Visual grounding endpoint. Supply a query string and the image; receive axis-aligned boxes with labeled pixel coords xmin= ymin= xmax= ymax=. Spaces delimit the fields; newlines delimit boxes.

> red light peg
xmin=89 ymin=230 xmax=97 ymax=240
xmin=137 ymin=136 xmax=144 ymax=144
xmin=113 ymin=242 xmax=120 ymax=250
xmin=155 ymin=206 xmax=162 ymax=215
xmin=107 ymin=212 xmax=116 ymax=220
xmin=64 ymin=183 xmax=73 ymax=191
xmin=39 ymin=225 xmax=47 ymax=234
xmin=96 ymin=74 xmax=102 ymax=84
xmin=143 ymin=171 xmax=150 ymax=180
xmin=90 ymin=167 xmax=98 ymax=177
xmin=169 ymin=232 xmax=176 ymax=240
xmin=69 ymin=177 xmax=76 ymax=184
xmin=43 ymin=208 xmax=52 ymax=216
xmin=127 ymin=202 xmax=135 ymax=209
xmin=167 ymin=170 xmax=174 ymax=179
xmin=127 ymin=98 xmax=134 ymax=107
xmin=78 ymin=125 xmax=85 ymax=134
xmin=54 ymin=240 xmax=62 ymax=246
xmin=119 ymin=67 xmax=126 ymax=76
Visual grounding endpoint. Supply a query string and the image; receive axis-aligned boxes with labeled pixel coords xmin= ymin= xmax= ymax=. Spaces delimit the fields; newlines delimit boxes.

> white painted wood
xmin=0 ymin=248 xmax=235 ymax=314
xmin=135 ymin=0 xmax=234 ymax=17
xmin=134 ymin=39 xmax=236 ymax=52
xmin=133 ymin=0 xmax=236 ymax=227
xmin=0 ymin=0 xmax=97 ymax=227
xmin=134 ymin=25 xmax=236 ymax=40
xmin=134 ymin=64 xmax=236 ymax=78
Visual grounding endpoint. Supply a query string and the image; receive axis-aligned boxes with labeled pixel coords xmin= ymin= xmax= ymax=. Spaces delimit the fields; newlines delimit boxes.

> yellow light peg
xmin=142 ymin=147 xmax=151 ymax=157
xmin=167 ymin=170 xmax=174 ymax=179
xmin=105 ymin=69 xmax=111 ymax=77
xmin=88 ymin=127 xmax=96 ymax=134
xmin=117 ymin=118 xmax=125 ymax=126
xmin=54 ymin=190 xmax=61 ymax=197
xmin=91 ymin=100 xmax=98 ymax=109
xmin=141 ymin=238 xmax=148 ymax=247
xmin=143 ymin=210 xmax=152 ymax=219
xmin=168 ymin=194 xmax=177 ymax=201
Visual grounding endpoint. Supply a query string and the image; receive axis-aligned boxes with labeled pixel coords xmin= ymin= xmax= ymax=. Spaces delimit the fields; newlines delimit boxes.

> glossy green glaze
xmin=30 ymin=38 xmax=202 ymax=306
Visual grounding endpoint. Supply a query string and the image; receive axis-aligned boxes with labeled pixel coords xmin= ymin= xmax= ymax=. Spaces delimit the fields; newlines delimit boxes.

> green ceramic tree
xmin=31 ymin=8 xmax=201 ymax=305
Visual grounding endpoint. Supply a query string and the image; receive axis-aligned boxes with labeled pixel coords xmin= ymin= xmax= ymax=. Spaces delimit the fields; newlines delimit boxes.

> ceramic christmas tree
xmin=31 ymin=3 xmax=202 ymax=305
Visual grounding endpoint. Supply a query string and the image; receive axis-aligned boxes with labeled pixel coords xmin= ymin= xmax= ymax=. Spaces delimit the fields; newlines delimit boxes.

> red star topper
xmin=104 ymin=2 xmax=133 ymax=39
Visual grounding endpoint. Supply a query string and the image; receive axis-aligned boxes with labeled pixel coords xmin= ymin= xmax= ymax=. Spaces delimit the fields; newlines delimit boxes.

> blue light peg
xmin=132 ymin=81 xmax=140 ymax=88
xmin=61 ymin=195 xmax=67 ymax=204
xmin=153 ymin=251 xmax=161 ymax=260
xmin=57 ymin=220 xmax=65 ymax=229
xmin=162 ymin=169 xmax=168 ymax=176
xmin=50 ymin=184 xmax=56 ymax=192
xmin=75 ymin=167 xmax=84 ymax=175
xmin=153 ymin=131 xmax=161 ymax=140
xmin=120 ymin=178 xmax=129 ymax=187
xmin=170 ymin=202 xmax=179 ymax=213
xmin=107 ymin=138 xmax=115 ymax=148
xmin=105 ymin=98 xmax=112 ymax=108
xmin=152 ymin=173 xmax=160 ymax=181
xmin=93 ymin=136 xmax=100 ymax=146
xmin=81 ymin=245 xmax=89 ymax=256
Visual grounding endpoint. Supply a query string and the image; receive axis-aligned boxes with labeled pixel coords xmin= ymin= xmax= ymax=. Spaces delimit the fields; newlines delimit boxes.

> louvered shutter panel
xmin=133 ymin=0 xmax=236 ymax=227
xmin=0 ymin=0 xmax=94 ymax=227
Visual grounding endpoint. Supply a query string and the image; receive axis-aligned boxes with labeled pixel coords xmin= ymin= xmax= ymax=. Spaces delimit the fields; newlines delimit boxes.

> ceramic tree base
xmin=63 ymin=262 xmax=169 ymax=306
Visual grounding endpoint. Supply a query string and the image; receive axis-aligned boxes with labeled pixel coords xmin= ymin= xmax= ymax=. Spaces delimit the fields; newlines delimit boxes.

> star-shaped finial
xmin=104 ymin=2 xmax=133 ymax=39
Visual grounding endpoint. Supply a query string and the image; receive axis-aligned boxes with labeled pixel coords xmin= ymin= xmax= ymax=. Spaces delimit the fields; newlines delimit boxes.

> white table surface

**Your objective:** Rewrite all the rows above with "light peg" replaced by "bulb" wherever it occurs, keeping everything else the same.

**Exercise answer:**
Visual grounding endpoint. Supply a query string and the image; receive axis-aligned boxes with labeled pixel coords xmin= ymin= xmax= ymax=. Spaces delimit the fields; newlines delimit boxes.

> red bulb
xmin=89 ymin=230 xmax=97 ymax=240
xmin=137 ymin=136 xmax=144 ymax=144
xmin=113 ymin=242 xmax=120 ymax=250
xmin=155 ymin=206 xmax=162 ymax=215
xmin=107 ymin=212 xmax=116 ymax=220
xmin=64 ymin=183 xmax=73 ymax=191
xmin=39 ymin=225 xmax=47 ymax=234
xmin=96 ymin=74 xmax=102 ymax=84
xmin=143 ymin=171 xmax=150 ymax=180
xmin=90 ymin=167 xmax=98 ymax=177
xmin=169 ymin=232 xmax=176 ymax=240
xmin=69 ymin=177 xmax=76 ymax=184
xmin=43 ymin=208 xmax=52 ymax=216
xmin=127 ymin=202 xmax=135 ymax=209
xmin=167 ymin=170 xmax=174 ymax=179
xmin=127 ymin=98 xmax=134 ymax=107
xmin=78 ymin=125 xmax=85 ymax=134
xmin=54 ymin=240 xmax=62 ymax=246
xmin=119 ymin=67 xmax=126 ymax=76
Visual grounding endpoint. Supply a query string and the image; receive axis-aligned boxes with labeled pixel coords xmin= ymin= xmax= ymax=. Spaces delimit the fields; newlines delimit boxes.

> white painted wood
xmin=0 ymin=248 xmax=235 ymax=314
xmin=135 ymin=0 xmax=234 ymax=17
xmin=134 ymin=39 xmax=236 ymax=52
xmin=133 ymin=0 xmax=236 ymax=227
xmin=0 ymin=0 xmax=97 ymax=227
xmin=134 ymin=25 xmax=236 ymax=40
xmin=134 ymin=64 xmax=236 ymax=78
Visual grounding endpoint. Supply a query string and the image; receive axis-aligned boxes with labeled pixel coords xmin= ymin= xmax= ymax=. Spaces delimit the fields; newlines delimit boxes.

> yellow bulb
xmin=142 ymin=147 xmax=151 ymax=157
xmin=167 ymin=170 xmax=174 ymax=179
xmin=105 ymin=69 xmax=111 ymax=77
xmin=88 ymin=127 xmax=96 ymax=134
xmin=117 ymin=118 xmax=125 ymax=126
xmin=54 ymin=190 xmax=61 ymax=197
xmin=91 ymin=100 xmax=98 ymax=109
xmin=141 ymin=238 xmax=148 ymax=247
xmin=143 ymin=210 xmax=152 ymax=219
xmin=168 ymin=194 xmax=177 ymax=201
Visual grounding endpoint. Supply a query string and the image; receive axis-aligned boxes with labeled pixel coords xmin= ymin= xmax= ymax=. Spaces delimit the fields; newlines delimit boxes.

> glossy green glaze
xmin=30 ymin=38 xmax=202 ymax=306
Visual grounding endpoint. Supply a query string and the image; receive axis-aligned boxes with labeled pixel coords xmin= ymin= xmax= ymax=. Spaces delimit the fields; newlines delimit boxes.

> green ceramic tree
xmin=31 ymin=8 xmax=201 ymax=305
Visual grounding endpoint. Supply a query string and the image; receive axis-aligned boxes with labeled pixel coords xmin= ymin= xmax= ymax=. Spaces delimit the fields; newlines delimit boxes.

> ceramic christmas tree
xmin=31 ymin=3 xmax=202 ymax=305
Visual grounding endpoint. Supply a query string and the image; receive axis-aligned boxes with labeled pixel coords xmin= ymin= xmax= ymax=. Spaces delimit the fields; newlines delimit boxes.

> red star topper
xmin=104 ymin=2 xmax=133 ymax=39
Visual grounding endpoint. Supply a query string and the image; receive axis-aligned boxes with labeled pixel coords xmin= ymin= xmax= ymax=. Spaces delimit the fields; newlines delimit boxes.

> blue bulb
xmin=132 ymin=81 xmax=140 ymax=88
xmin=61 ymin=195 xmax=67 ymax=204
xmin=153 ymin=251 xmax=161 ymax=260
xmin=57 ymin=220 xmax=65 ymax=229
xmin=162 ymin=169 xmax=168 ymax=176
xmin=50 ymin=184 xmax=56 ymax=192
xmin=75 ymin=167 xmax=84 ymax=175
xmin=153 ymin=131 xmax=161 ymax=140
xmin=120 ymin=178 xmax=129 ymax=187
xmin=170 ymin=202 xmax=179 ymax=213
xmin=107 ymin=138 xmax=115 ymax=148
xmin=105 ymin=98 xmax=112 ymax=108
xmin=152 ymin=173 xmax=160 ymax=181
xmin=93 ymin=136 xmax=100 ymax=146
xmin=81 ymin=245 xmax=89 ymax=256
Visual grounding endpoint. Supply a query string and the image; receive axis-aligned boxes with labeled pixel coords xmin= ymin= xmax= ymax=. Spaces delimit the fields; newlines delimit boxes.

> louvered shutter panel
xmin=133 ymin=0 xmax=236 ymax=227
xmin=0 ymin=0 xmax=94 ymax=227
Visual grounding endpoint. Supply a query string and the image; receive axis-aligned boxes with labeled pixel coords xmin= ymin= xmax= ymax=. Spaces delimit the fields; newlines delimit boxes.

> ceramic tree base
xmin=63 ymin=262 xmax=169 ymax=306
Visual grounding endpoint. Supply a query string and the image; receive axis-aligned boxes with labeled pixel coords xmin= ymin= xmax= ymax=. Spaces delimit the fields; newlines delimit boxes.

> star-shaped finial
xmin=104 ymin=2 xmax=133 ymax=39
Visual grounding endpoint. Supply a query string and the image; receive axis-aligned boxes with labeled pixel coords xmin= ymin= xmax= ymax=. Spaces delimit the fields; newlines delimit boxes.

> white table surface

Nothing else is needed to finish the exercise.